> SOURCE DOCUMENT
====

Showing posts with label power. Show all posts
Showing posts with label power. Show all posts

Friday, November 6, 2009

Teachability


Teachability is keeping me sober today. Tracy Chapman has a song I used to listen to back in the days when a pint of vodka per night was the norm. Part of the lyrics are, "I've done so many things wrong I don't know if I can do right." That was then. This is now.


Having alcoholism has nothing to do with moral ability. In my case it was activated by the poor coping skills of an 11-year old girl and her very young and inexperienced mother. If it hadn't been that it probably would've been activated by something else but no matter. That 11-year old girl is being given a golden opportunity at 47 to change the pattern.


The most difficult part of this newfound clarity of mine is realizing that there are people in my life for whom my alcoholism is somewhat convenient. Also, realizing that I've gone a long way towards keeping it convenient for them and only I can make the necessary changes to stop that from happening again. We alcoholics make fabulous scapegoats and the longer we fail to solve our drinking dilemma the more vulnerable we become. I, for one, am sick and tired of letting it happen over and over and over again.


Solving my alcoholism is about taking my own power back but I'm no more capable of doing that now than when I was an adolescent. I don't have that kind of power on my own. Luckily, I'm not on my own with it anymore. I have access to another power and right now it's speaking , among others, through Eric Frances over at PlanetWaves:


You have the moxie, the charm, the style, energy and most of all, the personal integrity required to succeed in the way that you want to. In fact, you can forget about everthing on that list except for the last item. Success does not usually happen fast, and we have good reason to question the kind that does. What I am telling you is that you have solid reasons to have faith in yourself. So what if various elements of your romantic (and professional) life make about as much sense as two jigsaw puzzles mixed together. Who cares if there are those nights you feel like you're holed up in a raft on the ocean of your own existence. You actually know who you are. You actually believe in yourself.


He's right. I do. That tastes a lot like freedom to me.


Wednesday, September 16, 2009

About Powerlessness





For a long time, I believed I was powerless over alcohol. That particular belief has contributed to my chronic relapse history and has kept me from doing what I need to do to stay sober. I suppose I can understand why adopting the belief that one is powerless over alcohol helps some people stay sober, but in my life the idea of powerlessness began to permeate all my activities. A deep and uncomfortable sense of powerlessness is one of the emotion-states that initially attracted me to alcohol and drugs. The belief in my own powerlessness didn't come overnight; I nurtured it for years with the assistance of the 12 steps and the fellowship of AA. I think the powerless idea only works really well if you've already had a sense of your own power and my only sense of power up to that point was that the only control I had was to ignore it, pray about it, or drink at it. Intellectually, I understand that by admitting powerlessness you are then supposed to be better able to tap into a higher power, but it didn't work that way for me. Because I believed wholeheartedly in m own powerlessness, the power I did have became distorted. I think I am beginning to unravel that.

====

> GIVEN REQUEST 1
In the blog page, the passage quoted from PlanetWaves begins "You have the moxie." List every quality named in that sentence.

[Object position labeling entries]

====

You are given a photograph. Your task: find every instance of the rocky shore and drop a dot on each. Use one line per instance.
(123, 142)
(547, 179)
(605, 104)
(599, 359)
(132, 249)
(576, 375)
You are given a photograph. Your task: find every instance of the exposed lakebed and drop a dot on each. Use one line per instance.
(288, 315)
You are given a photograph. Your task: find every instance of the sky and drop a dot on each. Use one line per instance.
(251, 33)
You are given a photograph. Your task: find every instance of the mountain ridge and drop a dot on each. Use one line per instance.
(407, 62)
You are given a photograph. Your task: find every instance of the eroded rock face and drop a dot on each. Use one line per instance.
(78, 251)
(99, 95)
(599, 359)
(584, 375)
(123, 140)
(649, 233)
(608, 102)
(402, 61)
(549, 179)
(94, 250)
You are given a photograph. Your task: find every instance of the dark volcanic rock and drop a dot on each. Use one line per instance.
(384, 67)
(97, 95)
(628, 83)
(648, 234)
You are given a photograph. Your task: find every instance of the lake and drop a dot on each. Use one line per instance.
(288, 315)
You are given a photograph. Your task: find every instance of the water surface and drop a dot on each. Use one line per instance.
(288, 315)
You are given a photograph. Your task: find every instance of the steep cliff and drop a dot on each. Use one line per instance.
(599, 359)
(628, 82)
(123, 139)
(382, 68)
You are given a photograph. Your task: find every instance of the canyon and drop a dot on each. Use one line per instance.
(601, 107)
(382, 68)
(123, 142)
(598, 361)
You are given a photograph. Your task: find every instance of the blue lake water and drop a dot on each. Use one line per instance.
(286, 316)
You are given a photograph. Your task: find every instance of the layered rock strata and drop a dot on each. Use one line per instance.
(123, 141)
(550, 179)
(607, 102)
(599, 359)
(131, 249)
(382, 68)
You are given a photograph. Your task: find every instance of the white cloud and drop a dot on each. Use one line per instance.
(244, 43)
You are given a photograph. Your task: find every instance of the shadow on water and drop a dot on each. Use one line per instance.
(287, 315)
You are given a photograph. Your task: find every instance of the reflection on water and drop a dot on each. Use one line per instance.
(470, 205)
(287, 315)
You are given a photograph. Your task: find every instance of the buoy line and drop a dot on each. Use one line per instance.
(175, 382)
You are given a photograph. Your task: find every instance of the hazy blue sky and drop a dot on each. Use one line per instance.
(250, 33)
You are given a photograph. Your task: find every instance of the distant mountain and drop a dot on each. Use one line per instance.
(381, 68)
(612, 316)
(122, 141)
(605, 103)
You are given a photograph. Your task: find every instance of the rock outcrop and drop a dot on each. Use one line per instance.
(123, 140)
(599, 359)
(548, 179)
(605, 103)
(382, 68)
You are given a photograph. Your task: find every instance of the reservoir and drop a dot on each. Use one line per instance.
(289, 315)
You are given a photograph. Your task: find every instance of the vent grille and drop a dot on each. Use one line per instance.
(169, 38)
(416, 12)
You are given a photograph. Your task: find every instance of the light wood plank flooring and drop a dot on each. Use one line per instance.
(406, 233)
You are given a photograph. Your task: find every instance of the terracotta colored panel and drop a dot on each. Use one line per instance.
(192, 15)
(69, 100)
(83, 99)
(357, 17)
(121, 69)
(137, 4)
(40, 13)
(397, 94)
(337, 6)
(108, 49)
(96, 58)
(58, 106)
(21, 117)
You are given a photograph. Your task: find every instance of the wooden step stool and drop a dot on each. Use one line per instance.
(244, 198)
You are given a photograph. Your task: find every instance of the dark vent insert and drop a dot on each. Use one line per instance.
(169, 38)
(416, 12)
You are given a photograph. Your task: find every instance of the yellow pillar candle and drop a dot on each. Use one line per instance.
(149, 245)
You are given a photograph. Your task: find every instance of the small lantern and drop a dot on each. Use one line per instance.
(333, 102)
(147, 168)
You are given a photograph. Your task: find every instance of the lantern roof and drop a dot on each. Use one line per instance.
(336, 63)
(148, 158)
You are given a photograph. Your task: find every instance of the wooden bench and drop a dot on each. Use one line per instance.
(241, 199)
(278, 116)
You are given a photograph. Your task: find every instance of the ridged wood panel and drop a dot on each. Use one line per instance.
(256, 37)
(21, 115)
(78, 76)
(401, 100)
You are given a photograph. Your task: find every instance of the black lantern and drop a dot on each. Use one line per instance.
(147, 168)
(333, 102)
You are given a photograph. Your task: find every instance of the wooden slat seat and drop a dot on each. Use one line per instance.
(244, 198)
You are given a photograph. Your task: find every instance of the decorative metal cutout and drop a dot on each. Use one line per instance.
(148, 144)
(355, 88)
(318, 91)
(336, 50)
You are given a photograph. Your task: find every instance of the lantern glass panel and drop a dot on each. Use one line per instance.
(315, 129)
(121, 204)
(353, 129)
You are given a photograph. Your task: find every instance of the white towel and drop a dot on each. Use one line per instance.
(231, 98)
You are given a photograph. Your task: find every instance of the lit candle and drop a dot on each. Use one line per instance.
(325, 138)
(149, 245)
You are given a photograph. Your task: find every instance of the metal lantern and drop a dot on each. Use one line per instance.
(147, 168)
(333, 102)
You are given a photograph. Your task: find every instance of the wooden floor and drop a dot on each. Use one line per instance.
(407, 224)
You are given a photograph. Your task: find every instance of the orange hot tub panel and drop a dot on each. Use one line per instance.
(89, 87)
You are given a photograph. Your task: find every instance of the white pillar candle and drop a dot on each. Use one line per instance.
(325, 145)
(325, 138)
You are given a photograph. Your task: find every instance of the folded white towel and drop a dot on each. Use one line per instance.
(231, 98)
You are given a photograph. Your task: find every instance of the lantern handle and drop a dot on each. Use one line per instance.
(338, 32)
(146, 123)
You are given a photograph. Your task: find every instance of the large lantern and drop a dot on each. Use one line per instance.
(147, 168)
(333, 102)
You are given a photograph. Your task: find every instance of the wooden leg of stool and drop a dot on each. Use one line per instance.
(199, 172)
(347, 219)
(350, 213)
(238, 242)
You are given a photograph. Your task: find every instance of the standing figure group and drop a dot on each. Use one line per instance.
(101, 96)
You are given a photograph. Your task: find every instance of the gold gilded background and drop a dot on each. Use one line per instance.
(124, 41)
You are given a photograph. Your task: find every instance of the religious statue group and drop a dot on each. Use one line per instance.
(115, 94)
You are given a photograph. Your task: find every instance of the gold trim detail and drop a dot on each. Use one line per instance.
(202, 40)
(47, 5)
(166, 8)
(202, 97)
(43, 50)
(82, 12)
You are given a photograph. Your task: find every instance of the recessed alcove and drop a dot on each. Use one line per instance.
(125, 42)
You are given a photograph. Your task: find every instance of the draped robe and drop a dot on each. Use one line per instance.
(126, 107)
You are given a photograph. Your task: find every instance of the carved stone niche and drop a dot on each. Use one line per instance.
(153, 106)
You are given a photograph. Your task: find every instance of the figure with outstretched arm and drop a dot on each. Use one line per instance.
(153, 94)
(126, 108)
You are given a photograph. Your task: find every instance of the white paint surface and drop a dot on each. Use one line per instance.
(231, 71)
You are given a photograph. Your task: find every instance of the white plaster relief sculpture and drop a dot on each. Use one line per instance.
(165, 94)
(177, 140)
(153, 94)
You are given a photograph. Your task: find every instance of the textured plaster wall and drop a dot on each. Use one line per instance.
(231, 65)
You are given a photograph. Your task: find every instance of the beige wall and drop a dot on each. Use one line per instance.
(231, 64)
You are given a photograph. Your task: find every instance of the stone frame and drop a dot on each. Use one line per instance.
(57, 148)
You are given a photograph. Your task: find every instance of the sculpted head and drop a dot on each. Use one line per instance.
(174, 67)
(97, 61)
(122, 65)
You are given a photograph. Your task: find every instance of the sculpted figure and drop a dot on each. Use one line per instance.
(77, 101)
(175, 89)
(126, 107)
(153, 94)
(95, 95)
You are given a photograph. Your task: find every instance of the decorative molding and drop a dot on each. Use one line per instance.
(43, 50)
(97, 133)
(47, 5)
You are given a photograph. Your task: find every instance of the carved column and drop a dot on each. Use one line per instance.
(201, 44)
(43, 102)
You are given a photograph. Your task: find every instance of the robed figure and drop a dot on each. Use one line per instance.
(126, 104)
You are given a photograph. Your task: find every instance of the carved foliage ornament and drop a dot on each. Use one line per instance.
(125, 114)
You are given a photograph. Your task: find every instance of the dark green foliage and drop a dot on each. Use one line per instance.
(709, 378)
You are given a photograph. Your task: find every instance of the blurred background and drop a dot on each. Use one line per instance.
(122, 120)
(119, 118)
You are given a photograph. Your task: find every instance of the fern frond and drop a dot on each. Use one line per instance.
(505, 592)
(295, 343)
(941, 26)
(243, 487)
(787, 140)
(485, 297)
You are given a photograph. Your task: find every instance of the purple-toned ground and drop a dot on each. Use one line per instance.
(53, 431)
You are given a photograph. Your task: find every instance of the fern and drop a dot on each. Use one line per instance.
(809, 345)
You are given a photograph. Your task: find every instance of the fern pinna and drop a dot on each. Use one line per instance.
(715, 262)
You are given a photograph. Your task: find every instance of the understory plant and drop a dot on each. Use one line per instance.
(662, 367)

====

> GIVEN REQUEST 2
Pick out every line of the records that contains the string "surface", matching case exactly.

> ANSWER 1
- moxie
- charm
- style
- energy
- personal integrity

> ANSWER 2
You are given a photograph. Your task: find every instance of the water surface and drop a dot on each. Use one line per instance.
You are given a photograph. Your task: find every instance of the white paint surface and drop a dot on each. Use one line per instance.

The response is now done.